- **AVAILABLE DATA**:
--- Start ---

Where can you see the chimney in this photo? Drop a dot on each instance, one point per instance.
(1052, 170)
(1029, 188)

--- End ---
--- Start ---

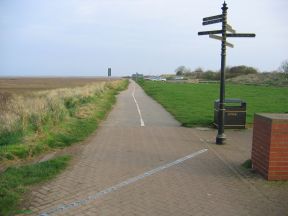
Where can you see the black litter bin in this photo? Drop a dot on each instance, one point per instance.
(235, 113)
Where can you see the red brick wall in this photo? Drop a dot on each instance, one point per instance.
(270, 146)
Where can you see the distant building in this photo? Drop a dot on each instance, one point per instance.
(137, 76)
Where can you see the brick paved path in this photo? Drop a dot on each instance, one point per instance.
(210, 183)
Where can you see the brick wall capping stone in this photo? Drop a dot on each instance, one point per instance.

--- End ---
--- Start ---

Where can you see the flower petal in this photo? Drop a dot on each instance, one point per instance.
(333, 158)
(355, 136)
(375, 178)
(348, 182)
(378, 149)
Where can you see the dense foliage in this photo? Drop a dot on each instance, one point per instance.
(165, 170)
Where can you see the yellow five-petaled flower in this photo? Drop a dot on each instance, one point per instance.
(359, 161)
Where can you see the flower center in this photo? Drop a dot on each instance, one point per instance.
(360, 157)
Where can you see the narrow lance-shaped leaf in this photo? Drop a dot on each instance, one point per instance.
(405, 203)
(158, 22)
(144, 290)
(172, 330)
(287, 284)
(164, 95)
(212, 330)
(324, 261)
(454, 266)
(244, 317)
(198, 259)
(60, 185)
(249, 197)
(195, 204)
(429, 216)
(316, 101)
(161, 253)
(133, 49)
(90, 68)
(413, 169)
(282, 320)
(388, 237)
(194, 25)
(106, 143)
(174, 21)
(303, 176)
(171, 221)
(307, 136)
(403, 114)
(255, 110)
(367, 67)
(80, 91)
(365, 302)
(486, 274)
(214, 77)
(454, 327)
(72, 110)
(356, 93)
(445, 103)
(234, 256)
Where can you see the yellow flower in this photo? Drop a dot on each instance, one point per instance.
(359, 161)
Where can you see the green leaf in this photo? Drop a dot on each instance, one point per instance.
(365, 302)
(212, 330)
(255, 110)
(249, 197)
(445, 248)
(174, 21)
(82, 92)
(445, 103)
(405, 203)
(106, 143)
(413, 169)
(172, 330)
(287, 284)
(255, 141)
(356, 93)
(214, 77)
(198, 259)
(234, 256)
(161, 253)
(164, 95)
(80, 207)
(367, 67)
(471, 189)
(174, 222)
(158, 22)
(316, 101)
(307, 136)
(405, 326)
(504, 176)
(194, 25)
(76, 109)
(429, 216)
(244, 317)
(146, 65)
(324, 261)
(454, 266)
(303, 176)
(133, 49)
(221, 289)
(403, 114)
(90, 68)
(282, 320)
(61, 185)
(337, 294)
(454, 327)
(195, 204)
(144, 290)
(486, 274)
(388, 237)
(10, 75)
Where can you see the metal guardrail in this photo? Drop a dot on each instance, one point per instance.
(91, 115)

--- End ---

Reproduce without alteration the lines beginning with the one that contains "Where can you see the chimney" and continuing through the one that contains "(1029, 188)", including both of those lines.

Where can you see the chimney in this photo? Drop a dot on each instance, one point per instance.
(1052, 170)
(1029, 188)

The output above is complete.